What this task involves -
Rewrite the listing below with "bounding box" changed to "enclosing rectangle" throughout, keeping everything else the same.

Data records -
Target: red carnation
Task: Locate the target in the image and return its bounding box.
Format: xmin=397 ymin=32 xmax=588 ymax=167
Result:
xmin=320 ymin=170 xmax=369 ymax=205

Solved problem -
Target: red carnation
Task: Locate the target in the image and return its enclosing rectangle.
Format: xmin=397 ymin=32 xmax=588 ymax=167
Result:
xmin=320 ymin=170 xmax=369 ymax=205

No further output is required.